DATASET RECORDS start

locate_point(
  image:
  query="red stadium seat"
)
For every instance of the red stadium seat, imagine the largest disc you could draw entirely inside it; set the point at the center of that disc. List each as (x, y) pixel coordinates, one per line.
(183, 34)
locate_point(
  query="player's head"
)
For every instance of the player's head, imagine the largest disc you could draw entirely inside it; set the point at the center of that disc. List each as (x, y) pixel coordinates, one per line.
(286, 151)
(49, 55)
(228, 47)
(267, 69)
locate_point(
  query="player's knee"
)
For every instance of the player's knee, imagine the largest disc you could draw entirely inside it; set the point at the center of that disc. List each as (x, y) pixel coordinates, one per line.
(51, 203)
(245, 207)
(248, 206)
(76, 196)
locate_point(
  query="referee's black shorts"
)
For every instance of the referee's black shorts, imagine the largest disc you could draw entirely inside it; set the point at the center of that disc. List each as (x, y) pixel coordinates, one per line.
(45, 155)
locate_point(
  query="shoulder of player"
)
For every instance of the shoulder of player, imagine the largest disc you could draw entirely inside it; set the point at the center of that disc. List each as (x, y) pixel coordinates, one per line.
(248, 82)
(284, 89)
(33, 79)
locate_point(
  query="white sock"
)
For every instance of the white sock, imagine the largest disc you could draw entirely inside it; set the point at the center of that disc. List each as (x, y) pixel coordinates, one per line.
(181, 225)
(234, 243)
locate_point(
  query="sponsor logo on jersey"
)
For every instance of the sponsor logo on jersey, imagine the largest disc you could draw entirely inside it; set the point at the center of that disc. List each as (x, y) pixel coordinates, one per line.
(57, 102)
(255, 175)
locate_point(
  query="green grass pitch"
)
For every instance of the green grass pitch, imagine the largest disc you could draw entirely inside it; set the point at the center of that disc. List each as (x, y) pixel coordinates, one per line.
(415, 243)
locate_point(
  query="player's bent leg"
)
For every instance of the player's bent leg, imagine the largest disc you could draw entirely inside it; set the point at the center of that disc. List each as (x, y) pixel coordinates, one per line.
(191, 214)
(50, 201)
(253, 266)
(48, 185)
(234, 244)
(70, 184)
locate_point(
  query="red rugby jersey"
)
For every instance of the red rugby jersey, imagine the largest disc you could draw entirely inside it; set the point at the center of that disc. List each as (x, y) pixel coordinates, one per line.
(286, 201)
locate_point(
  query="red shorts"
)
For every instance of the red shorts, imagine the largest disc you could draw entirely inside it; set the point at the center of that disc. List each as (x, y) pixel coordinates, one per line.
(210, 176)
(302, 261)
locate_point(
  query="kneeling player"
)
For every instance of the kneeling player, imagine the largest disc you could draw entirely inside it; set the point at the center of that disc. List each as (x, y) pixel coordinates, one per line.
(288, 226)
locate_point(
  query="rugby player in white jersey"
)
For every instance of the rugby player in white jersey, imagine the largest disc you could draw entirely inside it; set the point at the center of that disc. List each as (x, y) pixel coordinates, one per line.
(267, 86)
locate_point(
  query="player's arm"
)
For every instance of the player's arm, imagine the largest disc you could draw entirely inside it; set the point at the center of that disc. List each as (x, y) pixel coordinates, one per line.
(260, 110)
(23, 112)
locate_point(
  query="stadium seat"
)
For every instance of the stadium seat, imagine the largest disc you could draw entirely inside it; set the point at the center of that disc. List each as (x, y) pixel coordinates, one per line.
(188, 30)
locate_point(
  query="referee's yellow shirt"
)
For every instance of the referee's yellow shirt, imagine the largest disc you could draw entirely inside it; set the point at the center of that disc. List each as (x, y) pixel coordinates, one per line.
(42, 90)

DATASET RECORDS end
DATASET RECORDS start

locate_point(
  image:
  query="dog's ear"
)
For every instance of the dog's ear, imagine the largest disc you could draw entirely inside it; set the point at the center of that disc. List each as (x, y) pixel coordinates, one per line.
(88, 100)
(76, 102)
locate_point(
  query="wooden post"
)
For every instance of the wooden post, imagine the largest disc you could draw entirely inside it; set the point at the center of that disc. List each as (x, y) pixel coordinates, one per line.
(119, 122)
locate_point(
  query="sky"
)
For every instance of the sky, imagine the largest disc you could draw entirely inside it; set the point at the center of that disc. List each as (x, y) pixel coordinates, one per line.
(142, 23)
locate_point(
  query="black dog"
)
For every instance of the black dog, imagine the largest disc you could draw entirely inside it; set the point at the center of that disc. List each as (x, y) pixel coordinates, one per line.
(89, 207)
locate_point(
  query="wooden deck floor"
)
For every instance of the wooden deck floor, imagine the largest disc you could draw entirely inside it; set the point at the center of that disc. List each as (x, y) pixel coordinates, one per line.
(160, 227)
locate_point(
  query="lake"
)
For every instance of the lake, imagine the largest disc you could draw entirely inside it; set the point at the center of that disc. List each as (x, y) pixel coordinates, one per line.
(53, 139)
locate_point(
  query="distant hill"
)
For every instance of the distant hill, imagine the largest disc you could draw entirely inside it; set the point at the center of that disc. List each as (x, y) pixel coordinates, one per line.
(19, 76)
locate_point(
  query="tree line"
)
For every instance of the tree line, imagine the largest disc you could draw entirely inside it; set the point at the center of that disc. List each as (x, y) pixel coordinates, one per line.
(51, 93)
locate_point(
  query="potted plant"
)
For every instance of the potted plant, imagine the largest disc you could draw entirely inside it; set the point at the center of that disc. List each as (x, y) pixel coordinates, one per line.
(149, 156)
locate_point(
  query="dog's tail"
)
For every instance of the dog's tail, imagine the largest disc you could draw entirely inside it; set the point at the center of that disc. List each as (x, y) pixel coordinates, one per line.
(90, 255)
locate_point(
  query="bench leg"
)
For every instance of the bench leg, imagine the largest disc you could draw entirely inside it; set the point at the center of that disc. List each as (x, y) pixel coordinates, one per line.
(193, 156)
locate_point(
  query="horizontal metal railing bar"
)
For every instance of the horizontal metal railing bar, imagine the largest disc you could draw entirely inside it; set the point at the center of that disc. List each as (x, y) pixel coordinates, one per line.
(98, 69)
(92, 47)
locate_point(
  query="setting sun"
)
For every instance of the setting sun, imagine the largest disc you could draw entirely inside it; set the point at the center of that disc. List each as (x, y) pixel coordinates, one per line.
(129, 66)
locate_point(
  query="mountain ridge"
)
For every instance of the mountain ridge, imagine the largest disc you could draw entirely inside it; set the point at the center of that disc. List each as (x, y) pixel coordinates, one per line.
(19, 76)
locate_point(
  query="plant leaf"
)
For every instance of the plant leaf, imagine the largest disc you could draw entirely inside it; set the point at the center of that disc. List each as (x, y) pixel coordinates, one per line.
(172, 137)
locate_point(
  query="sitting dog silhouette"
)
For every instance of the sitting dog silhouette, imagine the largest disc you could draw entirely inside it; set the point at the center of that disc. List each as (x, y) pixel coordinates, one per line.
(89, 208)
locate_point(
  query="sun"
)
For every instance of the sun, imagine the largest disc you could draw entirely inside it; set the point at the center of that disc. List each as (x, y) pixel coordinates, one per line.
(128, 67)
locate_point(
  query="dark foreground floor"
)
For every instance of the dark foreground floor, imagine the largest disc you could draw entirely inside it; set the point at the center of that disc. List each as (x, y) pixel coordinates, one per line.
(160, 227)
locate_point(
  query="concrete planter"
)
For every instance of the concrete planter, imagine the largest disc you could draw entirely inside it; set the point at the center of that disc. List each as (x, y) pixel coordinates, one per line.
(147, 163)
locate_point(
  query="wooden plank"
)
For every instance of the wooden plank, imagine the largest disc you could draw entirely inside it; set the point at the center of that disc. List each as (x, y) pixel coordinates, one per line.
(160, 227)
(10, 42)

DATASET RECORDS end
DATASET RECORDS start

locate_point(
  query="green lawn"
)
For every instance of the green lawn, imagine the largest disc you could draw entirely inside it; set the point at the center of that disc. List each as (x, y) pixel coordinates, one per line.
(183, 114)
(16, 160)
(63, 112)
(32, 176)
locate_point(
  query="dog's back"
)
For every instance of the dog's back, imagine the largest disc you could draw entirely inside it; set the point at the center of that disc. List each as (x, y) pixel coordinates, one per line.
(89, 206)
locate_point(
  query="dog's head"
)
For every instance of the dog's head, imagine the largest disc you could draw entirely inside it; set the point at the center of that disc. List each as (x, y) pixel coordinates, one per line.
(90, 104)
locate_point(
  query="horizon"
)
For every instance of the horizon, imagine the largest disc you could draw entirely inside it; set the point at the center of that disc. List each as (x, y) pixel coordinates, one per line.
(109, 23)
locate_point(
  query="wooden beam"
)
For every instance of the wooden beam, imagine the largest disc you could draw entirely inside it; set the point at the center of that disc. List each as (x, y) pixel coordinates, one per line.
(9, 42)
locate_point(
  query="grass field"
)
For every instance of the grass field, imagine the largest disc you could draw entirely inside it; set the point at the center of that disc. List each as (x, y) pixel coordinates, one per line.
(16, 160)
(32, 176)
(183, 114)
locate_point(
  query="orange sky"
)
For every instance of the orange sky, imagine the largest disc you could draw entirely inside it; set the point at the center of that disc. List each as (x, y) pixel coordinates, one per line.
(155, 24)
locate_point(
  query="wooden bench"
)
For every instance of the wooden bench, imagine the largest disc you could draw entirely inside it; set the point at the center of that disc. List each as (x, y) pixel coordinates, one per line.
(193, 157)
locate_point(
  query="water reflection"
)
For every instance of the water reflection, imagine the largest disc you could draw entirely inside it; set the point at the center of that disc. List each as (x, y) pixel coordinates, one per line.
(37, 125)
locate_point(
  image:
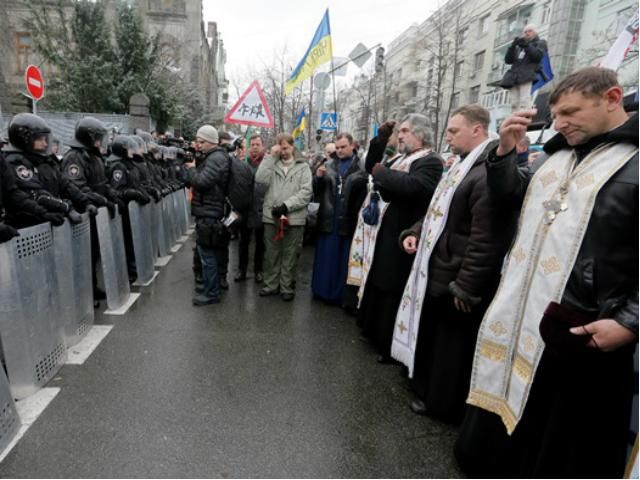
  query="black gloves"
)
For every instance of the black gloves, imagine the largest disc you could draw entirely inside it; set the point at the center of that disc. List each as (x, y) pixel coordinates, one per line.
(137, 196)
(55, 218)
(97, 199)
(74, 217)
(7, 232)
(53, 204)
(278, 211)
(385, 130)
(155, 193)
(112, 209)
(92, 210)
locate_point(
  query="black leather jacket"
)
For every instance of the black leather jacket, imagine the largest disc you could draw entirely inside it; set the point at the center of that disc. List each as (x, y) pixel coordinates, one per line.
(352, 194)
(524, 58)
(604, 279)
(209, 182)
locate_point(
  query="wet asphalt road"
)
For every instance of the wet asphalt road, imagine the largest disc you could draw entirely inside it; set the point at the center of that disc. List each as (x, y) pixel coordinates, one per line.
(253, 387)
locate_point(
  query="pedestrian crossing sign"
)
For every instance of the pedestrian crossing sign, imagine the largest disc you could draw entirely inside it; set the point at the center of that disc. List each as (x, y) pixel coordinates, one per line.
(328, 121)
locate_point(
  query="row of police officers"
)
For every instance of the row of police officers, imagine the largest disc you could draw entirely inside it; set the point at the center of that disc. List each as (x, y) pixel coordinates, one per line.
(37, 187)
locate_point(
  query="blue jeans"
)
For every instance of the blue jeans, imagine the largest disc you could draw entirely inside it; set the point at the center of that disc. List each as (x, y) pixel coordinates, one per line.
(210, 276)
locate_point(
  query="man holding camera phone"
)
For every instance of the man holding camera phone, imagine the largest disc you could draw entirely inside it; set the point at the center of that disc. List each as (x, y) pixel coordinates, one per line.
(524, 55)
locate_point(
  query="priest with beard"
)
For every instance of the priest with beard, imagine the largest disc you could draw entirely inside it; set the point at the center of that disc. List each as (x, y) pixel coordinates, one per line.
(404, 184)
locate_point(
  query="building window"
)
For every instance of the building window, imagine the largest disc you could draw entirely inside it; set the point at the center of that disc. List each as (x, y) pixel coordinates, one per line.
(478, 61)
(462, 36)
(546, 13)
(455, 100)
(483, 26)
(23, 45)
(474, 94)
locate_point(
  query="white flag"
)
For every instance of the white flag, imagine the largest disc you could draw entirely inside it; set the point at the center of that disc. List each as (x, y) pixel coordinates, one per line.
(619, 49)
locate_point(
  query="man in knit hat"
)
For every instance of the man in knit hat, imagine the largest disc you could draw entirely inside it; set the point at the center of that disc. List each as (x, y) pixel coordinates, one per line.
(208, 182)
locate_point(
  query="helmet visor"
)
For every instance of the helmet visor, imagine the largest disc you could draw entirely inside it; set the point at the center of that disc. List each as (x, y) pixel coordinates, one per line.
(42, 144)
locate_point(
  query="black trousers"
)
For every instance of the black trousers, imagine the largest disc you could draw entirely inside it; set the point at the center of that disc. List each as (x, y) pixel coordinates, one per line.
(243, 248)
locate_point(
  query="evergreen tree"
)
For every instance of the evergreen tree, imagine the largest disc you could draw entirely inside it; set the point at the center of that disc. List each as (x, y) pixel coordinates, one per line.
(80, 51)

DATASET RECORDS end

=== GOAL OF THE EXERCISE ===
List every line of the material that contains the string "reflection", treating uppercase and lowercase as different.

=== WRITTEN RESPONSE ===
  query="water reflection"
For every instance of the water reflection, imagine the largest disc you could draw entirely inside it; set the point at the center of that disc. List each as (x, y) pixel coordinates, one per line.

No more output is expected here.